----- Records to process

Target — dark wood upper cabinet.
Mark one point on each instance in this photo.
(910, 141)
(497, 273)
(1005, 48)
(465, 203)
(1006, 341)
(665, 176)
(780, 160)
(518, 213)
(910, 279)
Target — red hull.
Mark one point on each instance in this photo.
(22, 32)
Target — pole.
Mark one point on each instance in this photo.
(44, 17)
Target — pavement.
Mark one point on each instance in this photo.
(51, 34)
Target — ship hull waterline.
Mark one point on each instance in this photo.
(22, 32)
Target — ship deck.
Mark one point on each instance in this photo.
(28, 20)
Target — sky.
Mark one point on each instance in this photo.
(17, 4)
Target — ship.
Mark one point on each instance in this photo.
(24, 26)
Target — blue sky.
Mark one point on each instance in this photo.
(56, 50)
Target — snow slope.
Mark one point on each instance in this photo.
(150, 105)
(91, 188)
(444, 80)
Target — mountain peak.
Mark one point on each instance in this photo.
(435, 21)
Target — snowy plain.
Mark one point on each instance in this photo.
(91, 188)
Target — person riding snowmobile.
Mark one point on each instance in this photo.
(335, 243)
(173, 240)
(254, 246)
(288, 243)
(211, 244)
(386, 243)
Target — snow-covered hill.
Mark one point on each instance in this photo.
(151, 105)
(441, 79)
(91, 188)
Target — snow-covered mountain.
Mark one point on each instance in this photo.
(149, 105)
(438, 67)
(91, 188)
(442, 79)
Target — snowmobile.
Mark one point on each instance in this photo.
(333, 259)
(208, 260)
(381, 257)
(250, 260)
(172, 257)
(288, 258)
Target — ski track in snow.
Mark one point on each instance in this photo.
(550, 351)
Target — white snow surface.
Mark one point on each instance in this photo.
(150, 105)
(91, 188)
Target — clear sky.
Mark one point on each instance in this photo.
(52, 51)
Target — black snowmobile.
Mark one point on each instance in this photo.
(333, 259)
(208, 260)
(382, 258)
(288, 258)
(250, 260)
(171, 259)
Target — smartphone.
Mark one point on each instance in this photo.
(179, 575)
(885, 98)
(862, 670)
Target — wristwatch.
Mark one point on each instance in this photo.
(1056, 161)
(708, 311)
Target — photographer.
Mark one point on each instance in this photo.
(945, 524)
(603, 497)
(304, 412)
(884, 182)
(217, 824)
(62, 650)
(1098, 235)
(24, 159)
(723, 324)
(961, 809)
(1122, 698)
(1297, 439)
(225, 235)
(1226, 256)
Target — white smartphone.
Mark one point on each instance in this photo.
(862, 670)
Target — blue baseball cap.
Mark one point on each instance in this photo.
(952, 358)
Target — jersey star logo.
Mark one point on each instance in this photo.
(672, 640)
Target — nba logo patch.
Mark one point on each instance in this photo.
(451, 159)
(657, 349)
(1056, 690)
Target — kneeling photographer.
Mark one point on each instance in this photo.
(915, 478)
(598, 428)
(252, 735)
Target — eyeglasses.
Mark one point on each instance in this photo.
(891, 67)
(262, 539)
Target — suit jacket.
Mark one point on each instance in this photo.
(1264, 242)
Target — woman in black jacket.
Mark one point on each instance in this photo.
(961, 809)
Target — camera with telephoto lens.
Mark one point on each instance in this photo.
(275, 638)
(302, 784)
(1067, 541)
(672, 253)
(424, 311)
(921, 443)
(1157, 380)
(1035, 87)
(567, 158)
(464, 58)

----------

• _Exercise details_: Every record above needs to be given again exactly.

• _Output_:
Target — dark wood upper cabinet.
Mark one point on each instance in this photo.
(910, 141)
(497, 273)
(1005, 48)
(465, 203)
(1006, 341)
(665, 176)
(780, 160)
(518, 213)
(910, 279)
Target — red hull.
Mark one point on each instance in this photo.
(22, 32)
Target — pole.
Mark one point on each instance in this photo.
(44, 17)
Target — pavement.
Mark one point on each instance in this photo.
(51, 34)
Target — ship hull waterline.
Mark one point on each instance in this photo.
(22, 32)
Target — ship deck.
Mark one point on each instance in this photo.
(28, 20)
Target — sky.
Mark one point on each instance in this photo.
(17, 4)
Target — ship.
Mark one point on each instance in this photo.
(24, 26)
Target — blue sky.
Mark one point on each instance in this photo.
(56, 50)
Target — snow slope.
Mark one point on each instance in this photo.
(150, 105)
(91, 188)
(444, 80)
Target — mountain peak.
Mark one point on each instance in this photo.
(435, 21)
Target — snowy plain.
Mark one point on each instance in this photo.
(91, 188)
Target — person riding snowmobile.
Mark one point on each instance in this photo.
(335, 243)
(173, 240)
(254, 246)
(288, 243)
(211, 244)
(386, 243)
Target — snow-covered hill.
Mark one point on each instance in this photo.
(151, 105)
(441, 79)
(91, 188)
Target — snow-covered mountain.
Mark one point on each instance in this photo.
(149, 105)
(438, 67)
(91, 188)
(442, 79)
Target — snowmobile.
Mark one point on each instance in this photo.
(333, 259)
(208, 260)
(381, 257)
(250, 260)
(172, 257)
(288, 258)
Target — ski track in snow.
Mark one point on each instance in this photo.
(550, 351)
Target — white snow surface.
Mark one point on each instance in this photo.
(150, 105)
(91, 188)
Target — clear sky.
Mark one point on each instance in this photo.
(52, 51)
Target — black snowmobile.
Mark one point on each instance in this photo.
(333, 259)
(208, 260)
(382, 258)
(288, 258)
(250, 260)
(171, 259)
Target — smartphone.
Mark one point on each instance in this photo.
(179, 575)
(885, 98)
(862, 670)
Target — wristwatch.
Mark one point on each instance in this photo.
(1056, 161)
(708, 311)
Target — photographer.
Mark one point on each instance in this photo.
(945, 524)
(603, 497)
(304, 412)
(884, 182)
(217, 824)
(62, 650)
(1098, 235)
(24, 159)
(723, 324)
(961, 809)
(1122, 698)
(1297, 439)
(225, 235)
(1226, 256)
Target — white smartphone.
Mark one point on each instance in this photo.
(862, 670)
Target — blue baseball cap.
Mark one point on each instance in this photo.
(952, 358)
Target — jersey star logo.
Mark one point on each instance in this photo.
(672, 640)
Target — nba logo patch.
Mark one point on each instance in this photo.
(451, 159)
(657, 349)
(1056, 690)
Target — kneeling photographer.
Mark one point on each instance in this photo.
(915, 478)
(598, 428)
(252, 735)
Target — eyeglasses.
Mark one point on each instance in this photo.
(891, 67)
(262, 539)
Target — suit jacket.
Mark one point on each instance in this photo.
(1264, 242)
Target — woman in black jacket.
Mark one point on each instance in this photo.
(961, 809)
Target — camera with telephoto lens.
Mark one point on each instance in this photo.
(275, 638)
(302, 784)
(1067, 541)
(672, 253)
(424, 311)
(921, 443)
(1157, 380)
(1035, 87)
(567, 158)
(464, 58)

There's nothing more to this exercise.